## BEGIN Rows

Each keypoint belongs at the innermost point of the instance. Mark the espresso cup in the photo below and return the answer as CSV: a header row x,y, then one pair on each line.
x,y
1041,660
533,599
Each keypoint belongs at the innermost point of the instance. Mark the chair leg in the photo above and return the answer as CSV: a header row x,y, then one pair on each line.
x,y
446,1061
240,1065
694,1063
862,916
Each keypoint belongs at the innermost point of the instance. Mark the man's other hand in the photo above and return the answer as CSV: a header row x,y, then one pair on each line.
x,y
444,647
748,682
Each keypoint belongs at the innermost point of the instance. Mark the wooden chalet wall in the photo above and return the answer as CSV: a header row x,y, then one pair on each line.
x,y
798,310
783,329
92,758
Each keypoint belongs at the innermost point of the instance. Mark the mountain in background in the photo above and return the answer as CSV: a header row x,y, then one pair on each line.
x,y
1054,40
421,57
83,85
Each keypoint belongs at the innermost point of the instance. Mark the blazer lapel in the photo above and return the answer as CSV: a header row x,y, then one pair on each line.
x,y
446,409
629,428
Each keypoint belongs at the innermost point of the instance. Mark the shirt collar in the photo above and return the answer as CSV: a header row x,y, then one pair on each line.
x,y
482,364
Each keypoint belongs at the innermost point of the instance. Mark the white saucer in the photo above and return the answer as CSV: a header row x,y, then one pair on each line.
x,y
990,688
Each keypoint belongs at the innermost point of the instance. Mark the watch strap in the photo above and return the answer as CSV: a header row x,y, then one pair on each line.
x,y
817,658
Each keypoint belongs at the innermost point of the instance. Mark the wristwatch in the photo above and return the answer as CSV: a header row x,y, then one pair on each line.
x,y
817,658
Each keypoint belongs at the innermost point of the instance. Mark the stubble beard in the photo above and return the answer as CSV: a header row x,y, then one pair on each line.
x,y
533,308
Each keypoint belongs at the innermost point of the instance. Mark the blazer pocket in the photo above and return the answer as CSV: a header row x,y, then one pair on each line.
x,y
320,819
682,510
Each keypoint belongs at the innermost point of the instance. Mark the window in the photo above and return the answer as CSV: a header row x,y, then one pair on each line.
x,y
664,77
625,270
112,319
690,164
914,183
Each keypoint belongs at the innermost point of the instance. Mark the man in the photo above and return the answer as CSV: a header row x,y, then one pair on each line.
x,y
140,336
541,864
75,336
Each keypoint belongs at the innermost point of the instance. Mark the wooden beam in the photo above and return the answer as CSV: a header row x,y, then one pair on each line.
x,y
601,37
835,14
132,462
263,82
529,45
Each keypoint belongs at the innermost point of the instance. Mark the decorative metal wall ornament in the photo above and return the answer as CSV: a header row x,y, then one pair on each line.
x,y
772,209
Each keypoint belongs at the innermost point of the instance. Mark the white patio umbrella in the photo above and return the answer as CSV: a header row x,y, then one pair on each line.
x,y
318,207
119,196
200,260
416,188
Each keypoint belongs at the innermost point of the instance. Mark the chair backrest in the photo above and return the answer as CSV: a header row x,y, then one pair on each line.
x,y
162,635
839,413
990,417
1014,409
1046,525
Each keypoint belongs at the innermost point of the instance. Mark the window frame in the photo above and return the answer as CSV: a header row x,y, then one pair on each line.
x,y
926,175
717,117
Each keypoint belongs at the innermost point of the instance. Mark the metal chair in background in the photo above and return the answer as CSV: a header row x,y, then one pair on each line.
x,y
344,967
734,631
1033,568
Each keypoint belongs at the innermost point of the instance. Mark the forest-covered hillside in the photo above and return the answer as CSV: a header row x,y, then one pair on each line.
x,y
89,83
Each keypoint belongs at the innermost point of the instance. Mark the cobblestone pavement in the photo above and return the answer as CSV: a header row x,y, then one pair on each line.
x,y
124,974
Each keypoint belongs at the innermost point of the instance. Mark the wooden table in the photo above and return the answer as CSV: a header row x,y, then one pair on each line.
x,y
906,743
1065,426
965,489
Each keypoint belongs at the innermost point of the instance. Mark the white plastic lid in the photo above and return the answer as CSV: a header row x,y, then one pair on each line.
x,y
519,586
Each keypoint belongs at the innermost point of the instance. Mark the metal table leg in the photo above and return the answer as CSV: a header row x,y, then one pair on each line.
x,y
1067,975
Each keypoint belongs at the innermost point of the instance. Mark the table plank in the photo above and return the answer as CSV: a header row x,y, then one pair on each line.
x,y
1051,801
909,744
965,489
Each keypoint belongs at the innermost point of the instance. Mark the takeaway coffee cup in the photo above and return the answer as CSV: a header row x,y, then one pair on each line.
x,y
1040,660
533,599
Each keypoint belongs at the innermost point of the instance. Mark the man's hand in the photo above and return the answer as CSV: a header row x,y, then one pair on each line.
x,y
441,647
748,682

## END Rows

» **Problem details**: Rescale the stretch from the line containing "the man's hand" through the end of the lines above, both ends included. Repeat every line, requests too, but multiply each coordinate in the answers by 2 and round to whole numbers, with halves rounding up.

» **Full answer**:
Each keypoint belongs at the innermost point of the instance. Mark the man's hand in the photo above and return the answer as CSV: a header row x,y, then one pair on each line.
x,y
882,1294
1496,1364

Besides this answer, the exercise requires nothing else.